### Brief
Retype exactly the lines from the line with "Where can the yellow" to the end of the data, keeping both boundary lines.

[Entries from a point annotation set]

☆ ☆ ☆ ☆

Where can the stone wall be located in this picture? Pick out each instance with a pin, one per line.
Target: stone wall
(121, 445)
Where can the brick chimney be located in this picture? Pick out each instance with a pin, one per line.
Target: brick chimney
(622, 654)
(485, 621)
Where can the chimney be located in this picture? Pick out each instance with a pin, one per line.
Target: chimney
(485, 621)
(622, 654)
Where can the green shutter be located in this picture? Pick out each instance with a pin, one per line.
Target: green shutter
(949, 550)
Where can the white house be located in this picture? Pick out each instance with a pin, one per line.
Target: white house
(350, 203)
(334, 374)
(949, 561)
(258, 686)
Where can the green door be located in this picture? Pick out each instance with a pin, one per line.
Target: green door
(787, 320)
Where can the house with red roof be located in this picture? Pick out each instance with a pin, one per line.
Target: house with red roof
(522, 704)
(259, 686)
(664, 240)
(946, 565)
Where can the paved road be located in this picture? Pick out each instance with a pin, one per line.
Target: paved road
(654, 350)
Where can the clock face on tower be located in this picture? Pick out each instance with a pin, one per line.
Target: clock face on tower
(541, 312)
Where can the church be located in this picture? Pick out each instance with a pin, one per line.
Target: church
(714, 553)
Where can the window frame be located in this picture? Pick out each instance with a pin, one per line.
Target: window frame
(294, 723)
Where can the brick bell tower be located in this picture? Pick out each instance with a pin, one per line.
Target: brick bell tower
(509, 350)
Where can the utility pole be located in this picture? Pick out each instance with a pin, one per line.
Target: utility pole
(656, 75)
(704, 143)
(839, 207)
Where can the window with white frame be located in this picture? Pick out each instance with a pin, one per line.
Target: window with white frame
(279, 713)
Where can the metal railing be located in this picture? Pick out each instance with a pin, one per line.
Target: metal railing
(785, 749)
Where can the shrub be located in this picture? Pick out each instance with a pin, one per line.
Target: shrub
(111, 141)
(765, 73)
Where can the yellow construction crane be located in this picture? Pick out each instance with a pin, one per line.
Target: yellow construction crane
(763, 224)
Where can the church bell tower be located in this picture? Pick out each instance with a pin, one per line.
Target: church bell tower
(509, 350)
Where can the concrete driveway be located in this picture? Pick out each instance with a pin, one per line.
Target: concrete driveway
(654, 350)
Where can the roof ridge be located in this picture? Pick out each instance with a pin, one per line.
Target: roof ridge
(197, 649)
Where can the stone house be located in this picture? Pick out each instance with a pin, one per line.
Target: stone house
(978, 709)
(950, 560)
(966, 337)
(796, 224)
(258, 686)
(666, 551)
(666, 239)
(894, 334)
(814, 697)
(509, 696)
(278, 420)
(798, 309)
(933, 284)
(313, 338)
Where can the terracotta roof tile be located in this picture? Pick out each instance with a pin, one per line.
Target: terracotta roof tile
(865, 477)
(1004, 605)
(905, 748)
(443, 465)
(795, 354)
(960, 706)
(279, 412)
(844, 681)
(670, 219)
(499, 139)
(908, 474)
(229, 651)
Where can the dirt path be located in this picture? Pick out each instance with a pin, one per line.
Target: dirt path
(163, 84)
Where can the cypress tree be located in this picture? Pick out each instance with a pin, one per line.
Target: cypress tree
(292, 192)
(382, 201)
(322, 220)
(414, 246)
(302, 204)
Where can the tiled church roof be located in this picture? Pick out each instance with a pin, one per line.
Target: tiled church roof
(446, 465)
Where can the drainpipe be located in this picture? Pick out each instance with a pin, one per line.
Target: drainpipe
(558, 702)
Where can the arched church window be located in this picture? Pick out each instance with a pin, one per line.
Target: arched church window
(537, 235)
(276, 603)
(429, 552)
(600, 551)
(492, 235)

☆ ☆ ☆ ☆

### Answer
Where can the yellow construction crane be located in this picture? Pick out each instance with a pin, one per line.
Target: yellow construction crane
(763, 224)
Where can the church bell tower be located in this picture? Pick out each instance with a pin, one per line.
Target: church bell tower
(509, 350)
Where can the concrete driveway be located in this picture? Pick out each instance with a pin, one per line.
Target: concrete driveway
(654, 350)
Where can the roof ridge be located in this picture? Pick out each instance with a pin, one per line.
Target: roof ridge
(197, 649)
Where can the stone house be located in this picture? Pick out each instance with a pin, one per line.
Target: stone house
(978, 709)
(950, 560)
(966, 337)
(796, 224)
(258, 686)
(666, 551)
(666, 239)
(894, 334)
(814, 697)
(509, 696)
(278, 420)
(798, 309)
(933, 284)
(313, 338)
Where can the terracotta roof tile be located in this picture? Pick out each instance with a pin, one per line.
Target: terracotta roof tile
(865, 477)
(1004, 605)
(905, 748)
(443, 465)
(795, 354)
(960, 706)
(279, 412)
(844, 681)
(670, 219)
(499, 139)
(908, 474)
(229, 651)
Where can the dirt path be located in this picture? Pick out each instance with a pin, one per line.
Target: dirt path
(163, 84)
Where can the cypress tree be located in this picture? Pick out each instance with a pin, one per line.
Target: cypress tree
(292, 192)
(382, 201)
(322, 220)
(414, 246)
(302, 204)
Where can the tiled church roof be located in this picture? Pick out each instance with a pin, one per line.
Target: tiled church roof
(446, 465)
Where can the drainpipe be located in this picture? Pick out each instance with a pin, one per line.
Target: drainpipe
(558, 702)
Where can the arched church window be located in this picture? Pick out each instance with a pin, one per line.
Target: arched church window
(537, 235)
(276, 603)
(429, 552)
(600, 551)
(492, 235)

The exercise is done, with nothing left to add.